### [EXTRACT TO READ]
-- Opening Marker --
Enrollment and trial construction

Method Paper swereg implementation
Sequence of nested trials Hernán 2008, Danaei 2013 TTEEnrollment$new(..., ratio=): Band-based enrollment creates sequential trials at period_width-week intervals.
Cloning + censoring Hernán 2016 Not used. Our per-band matching is an alternative to cloning that is computationally more efficient for large registries.
Grace period Hernán 2016 (Section 4.4) period_width parameter in TTEDesign serves as the grace period. See vignette("tte-nomenclature").

Weighting methods

Method Paper swereg implementation
Baseline IPW (propensity score) Hernán 2008, Danaei 2013 $s2_ipw(): Logistic regression P(A=1 | L_baseline), stabilized by default.
Time-varying IPW (as-treated) Danaei 2013 (Section 4.3) Not implemented. Requires P(A_t | A_{t-1}, L_t).
IPCW for per-protocol Danaei 2013 (Section 4.2) $s4_prepare_for_analysis(): Censoring at protocol deviation, IPCW-PP weights via GAM/GLM. Combined weight: analysis_weight_pp = ipw × ipcw_pp.
Weight stabilization Danaei 2013 IPW: stabilized with marginal treatment probability. IPCW-PP: simplified stabilization using marginal censoring probability (see note below).
Weight truncation Danaei 2013 $s3_truncate_weights(): Winsorization at 1st/99th percentiles by default.

Note on analysis types: The swereg pipeline is designed for per-protocol analysis. $s4_prepare_for_analysis() applies per-protocol censoring (at treatment switching), which fundamentally modifies the dataset — ITT analysis is not possible after this step. A separate ITT pipeline would need to skip per-protocol censoring entirely. As-treated analysis requires a different weighting framework.
-- Closing Marker --
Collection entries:
-- Opening Marker --
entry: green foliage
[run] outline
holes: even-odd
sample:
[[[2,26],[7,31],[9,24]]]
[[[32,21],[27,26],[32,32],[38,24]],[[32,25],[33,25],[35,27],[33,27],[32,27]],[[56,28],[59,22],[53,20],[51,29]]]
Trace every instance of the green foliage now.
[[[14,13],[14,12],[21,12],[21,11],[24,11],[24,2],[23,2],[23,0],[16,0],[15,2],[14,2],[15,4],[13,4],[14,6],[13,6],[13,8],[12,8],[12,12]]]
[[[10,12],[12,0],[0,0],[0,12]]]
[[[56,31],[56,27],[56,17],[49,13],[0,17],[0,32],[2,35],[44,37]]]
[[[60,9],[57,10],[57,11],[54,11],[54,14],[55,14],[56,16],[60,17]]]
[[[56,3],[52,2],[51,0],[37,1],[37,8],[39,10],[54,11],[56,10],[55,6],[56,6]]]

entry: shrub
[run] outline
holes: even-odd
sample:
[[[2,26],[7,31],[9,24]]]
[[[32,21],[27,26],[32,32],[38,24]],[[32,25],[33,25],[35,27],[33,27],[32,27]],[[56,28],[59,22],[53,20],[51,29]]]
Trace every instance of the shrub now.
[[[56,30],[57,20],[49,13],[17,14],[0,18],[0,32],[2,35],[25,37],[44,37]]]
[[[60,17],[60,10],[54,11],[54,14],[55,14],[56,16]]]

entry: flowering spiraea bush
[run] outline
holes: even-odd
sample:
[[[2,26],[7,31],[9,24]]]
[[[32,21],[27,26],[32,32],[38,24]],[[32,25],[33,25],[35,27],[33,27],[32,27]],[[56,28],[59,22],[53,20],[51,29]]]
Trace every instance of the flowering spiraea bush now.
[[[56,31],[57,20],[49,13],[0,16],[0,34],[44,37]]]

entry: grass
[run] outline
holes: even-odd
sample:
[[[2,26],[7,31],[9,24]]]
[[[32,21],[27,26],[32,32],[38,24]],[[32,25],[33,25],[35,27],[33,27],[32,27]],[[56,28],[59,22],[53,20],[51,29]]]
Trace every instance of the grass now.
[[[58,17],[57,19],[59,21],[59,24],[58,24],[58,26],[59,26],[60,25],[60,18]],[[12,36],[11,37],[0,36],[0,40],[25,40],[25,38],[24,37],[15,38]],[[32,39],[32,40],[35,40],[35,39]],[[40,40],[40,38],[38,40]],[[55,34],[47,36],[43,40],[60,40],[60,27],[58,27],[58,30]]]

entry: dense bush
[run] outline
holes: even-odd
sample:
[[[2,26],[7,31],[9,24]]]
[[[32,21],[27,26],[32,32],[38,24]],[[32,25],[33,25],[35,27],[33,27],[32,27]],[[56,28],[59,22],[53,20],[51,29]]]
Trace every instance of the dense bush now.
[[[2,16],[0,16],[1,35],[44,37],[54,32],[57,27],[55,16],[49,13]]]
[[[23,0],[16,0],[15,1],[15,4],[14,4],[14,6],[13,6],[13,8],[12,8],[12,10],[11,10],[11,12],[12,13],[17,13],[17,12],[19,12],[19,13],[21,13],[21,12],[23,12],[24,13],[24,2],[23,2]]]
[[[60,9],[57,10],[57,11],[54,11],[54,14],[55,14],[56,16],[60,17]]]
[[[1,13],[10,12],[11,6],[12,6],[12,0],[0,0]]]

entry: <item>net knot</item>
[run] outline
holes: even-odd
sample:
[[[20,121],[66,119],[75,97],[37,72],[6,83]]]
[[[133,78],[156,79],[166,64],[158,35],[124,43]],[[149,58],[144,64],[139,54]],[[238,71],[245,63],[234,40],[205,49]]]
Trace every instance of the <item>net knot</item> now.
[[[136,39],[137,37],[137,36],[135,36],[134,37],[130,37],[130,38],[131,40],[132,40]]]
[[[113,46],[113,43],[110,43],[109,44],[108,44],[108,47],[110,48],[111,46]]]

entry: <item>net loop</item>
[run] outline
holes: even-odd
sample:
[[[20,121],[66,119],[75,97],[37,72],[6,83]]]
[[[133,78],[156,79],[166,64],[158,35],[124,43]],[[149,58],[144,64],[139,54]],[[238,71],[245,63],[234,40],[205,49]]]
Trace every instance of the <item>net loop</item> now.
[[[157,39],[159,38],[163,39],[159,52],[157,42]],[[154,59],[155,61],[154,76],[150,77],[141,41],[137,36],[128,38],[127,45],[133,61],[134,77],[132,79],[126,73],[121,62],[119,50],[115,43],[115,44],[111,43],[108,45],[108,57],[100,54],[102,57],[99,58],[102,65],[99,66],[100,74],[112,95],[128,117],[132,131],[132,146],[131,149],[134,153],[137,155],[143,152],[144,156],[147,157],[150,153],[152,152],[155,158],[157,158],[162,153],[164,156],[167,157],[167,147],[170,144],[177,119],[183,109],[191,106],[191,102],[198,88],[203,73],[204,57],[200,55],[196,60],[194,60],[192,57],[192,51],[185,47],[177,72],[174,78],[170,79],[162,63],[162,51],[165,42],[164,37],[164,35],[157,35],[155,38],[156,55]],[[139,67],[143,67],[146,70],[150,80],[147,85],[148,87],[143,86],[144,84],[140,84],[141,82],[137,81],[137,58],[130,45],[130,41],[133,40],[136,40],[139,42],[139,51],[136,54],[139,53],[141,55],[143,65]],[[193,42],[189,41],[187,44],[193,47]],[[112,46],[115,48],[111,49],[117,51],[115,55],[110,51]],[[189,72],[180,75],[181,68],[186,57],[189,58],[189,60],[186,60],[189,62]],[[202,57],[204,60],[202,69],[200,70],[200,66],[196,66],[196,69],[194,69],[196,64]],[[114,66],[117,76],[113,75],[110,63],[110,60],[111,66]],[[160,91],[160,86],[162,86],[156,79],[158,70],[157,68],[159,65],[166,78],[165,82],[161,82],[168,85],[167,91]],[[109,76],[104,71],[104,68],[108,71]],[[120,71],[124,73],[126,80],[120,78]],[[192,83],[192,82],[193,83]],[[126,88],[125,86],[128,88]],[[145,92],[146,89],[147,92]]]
-- Closing Marker --
### [WHAT THE TASK REQUIRES]
From the swereg methods overview, output the passage starting at "IPCW for per-protocol" and ending at "ipw × ipcw_pp.".

### [EXERCISE SOLUTION]
IPCW for per-protocol Danaei 2013 (Section 4.2) $s4_prepare_for_analysis(): Censoring at protocol deviation, IPCW-PP weights via GAM/GLM. Combined weight: analysis_weight_pp = ipw × ipcw_pp.